### Exercise directions
Lay out the lines below as a JSON list of strings, one string per line, starting with the line that contains "Target: gray cloud" and continuing through the last line, and leave out blank lines and the pictures.
==== Provided data ====
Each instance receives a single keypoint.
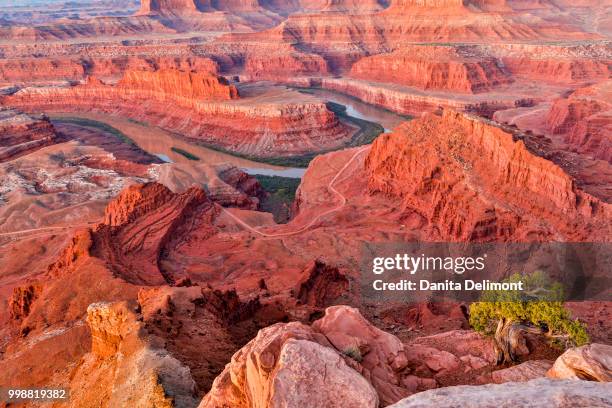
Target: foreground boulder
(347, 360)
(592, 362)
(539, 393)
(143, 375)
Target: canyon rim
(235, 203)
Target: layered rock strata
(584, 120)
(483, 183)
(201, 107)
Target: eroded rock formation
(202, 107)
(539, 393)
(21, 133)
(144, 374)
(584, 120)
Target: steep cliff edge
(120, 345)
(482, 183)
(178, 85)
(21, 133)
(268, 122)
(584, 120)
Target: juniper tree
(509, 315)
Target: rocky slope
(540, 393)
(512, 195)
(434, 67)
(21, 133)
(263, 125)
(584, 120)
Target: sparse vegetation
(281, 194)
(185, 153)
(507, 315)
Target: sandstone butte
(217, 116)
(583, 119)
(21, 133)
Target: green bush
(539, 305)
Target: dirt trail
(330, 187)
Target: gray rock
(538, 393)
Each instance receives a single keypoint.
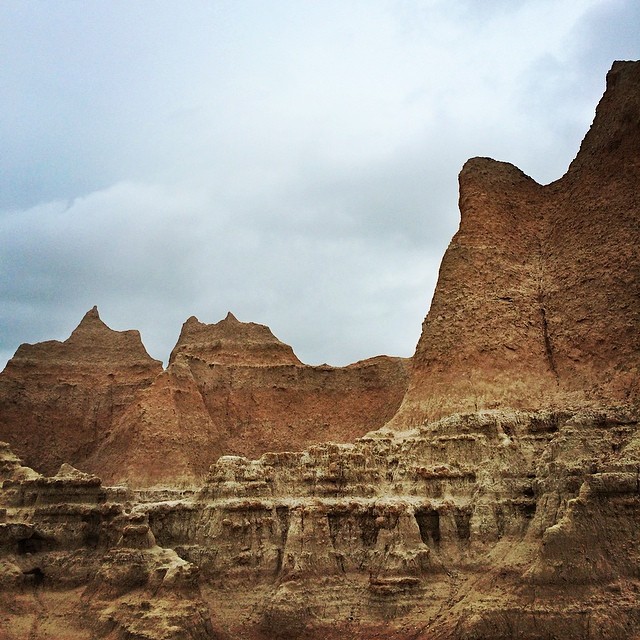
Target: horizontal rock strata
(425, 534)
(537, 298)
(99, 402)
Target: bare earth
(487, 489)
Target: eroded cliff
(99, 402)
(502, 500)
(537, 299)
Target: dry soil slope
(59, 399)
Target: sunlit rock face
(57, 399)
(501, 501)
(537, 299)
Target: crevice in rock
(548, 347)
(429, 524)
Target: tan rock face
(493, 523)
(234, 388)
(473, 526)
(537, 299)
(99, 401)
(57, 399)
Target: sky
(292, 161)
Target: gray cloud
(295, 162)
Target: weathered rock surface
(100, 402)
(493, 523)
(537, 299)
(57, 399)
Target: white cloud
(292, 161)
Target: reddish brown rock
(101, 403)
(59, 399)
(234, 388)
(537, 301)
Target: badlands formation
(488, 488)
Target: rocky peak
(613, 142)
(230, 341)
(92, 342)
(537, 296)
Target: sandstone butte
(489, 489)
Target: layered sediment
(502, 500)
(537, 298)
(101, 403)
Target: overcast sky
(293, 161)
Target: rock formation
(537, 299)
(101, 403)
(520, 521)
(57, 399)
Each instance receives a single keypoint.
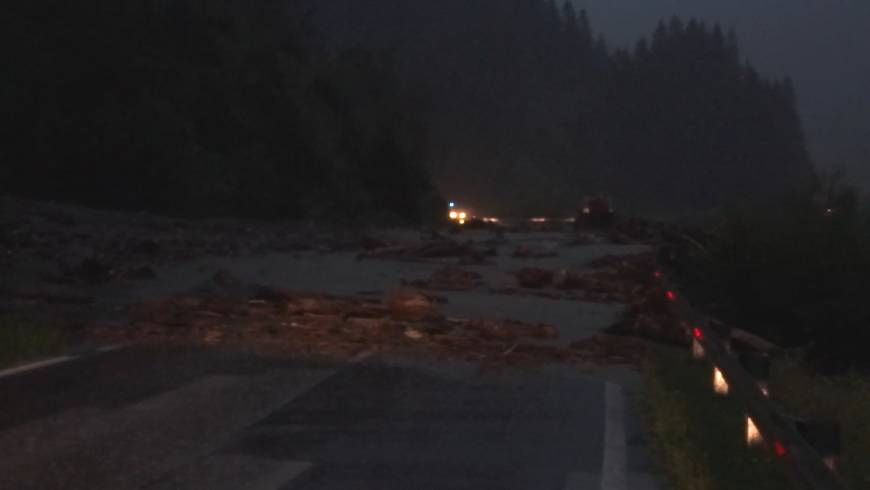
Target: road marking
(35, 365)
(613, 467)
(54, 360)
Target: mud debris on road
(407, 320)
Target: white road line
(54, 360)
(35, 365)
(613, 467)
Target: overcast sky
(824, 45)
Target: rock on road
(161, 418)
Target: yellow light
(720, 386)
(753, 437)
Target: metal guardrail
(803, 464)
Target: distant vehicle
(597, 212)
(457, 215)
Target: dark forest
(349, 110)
====
### Complete answer
[
  "Target: gray cloud",
  "(295, 162)",
  "Target: weathered rock surface",
  "(100, 402)",
  "(493, 523)",
  "(537, 299)",
  "(57, 399)",
  "Target: white cloud",
  "(292, 161)",
  "Target: reddish brown rock",
  "(101, 403)",
  "(59, 399)",
  "(234, 388)",
  "(537, 301)",
  "Target: badlands formation",
  "(488, 488)",
  "Target: rocky peak",
  "(613, 142)",
  "(230, 341)",
  "(92, 342)",
  "(537, 296)",
  "Target: sandstone butte",
  "(489, 489)",
  "Target: layered sediment",
  "(502, 500)",
  "(537, 298)",
  "(101, 403)",
  "Target: overcast sky",
  "(293, 161)",
  "Target: rock formation",
  "(537, 299)",
  "(101, 403)",
  "(520, 521)",
  "(57, 399)",
  "Each instance receives a single keypoint.",
  "Target: road marking",
  "(35, 365)",
  "(613, 467)",
  "(54, 360)",
  "Target: mud debris on road",
  "(407, 320)",
  "Target: white road line",
  "(54, 360)",
  "(35, 365)",
  "(613, 467)",
  "Target: overcast sky",
  "(824, 45)",
  "Target: rock on road",
  "(161, 418)",
  "Target: yellow light",
  "(720, 386)",
  "(753, 437)",
  "Target: metal guardrail",
  "(803, 464)",
  "Target: distant vehicle",
  "(597, 212)",
  "(457, 215)",
  "Target: dark forest",
  "(349, 110)"
]